- **Your goal**: Can you copy, word for word, the lines between the one holding "TARGET: stadium seat" and the one holding "[(224, 83), (145, 93), (261, 63), (194, 70)]", inclusive?

[start Provided data]

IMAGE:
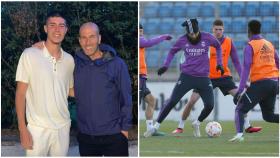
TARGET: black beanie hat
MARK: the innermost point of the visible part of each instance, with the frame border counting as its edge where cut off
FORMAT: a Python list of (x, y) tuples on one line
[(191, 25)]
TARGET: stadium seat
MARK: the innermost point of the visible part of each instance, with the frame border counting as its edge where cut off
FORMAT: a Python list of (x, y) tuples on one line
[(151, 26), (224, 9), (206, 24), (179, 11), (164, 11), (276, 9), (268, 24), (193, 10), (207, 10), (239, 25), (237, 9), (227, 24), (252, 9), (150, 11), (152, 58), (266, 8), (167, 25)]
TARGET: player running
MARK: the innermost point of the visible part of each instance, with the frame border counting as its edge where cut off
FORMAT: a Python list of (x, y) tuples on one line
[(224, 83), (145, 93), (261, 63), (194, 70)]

[end Provided data]
[start Provided data]

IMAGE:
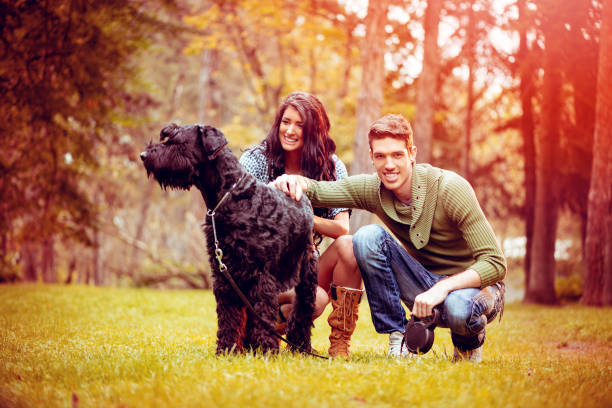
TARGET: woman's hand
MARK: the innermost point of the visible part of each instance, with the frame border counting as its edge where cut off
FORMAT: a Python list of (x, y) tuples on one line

[end Provided data]
[start Provided data]

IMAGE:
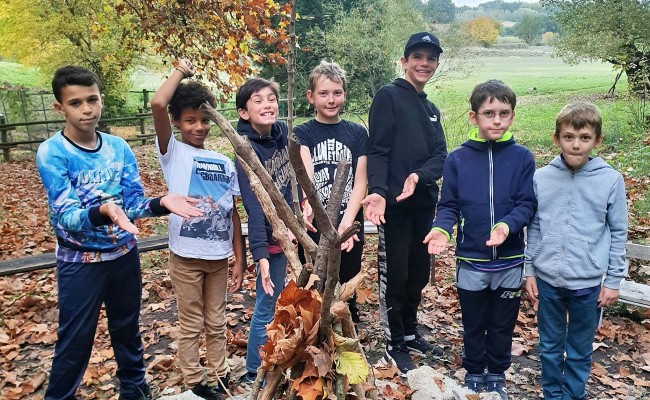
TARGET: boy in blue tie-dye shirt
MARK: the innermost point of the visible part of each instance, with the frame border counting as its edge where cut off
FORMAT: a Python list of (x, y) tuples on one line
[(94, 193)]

[end Provided data]

- **Written solution**:
TARGET: stadium seat
MARK: the innermost point of the visible part of each instance, with the frame border counting as its edge where cut off
FORMAT: a Python list of (x, y) tuples on one line
[(151, 26), (224, 9), (206, 24), (179, 11), (164, 11), (276, 9), (268, 24), (193, 10), (207, 10), (239, 25), (237, 9), (227, 24), (252, 9), (150, 11), (152, 58), (266, 8), (167, 25)]
TARGET: player running
MARK: the innermost point of the visible part of each instance, with the frame border counting as its edge where cut off
FORMAT: a Python list of (x, y) tuples on one line
[(224, 83), (145, 93), (261, 63), (194, 70)]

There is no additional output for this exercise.